ABOUT THIS EXERCISE
Read the listing below and copy out every line that holds "Target".

WORKING DATA
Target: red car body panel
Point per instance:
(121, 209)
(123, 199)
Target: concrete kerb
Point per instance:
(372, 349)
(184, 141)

RESPONSE BOX
Target: red car body panel
Target: concrete kerb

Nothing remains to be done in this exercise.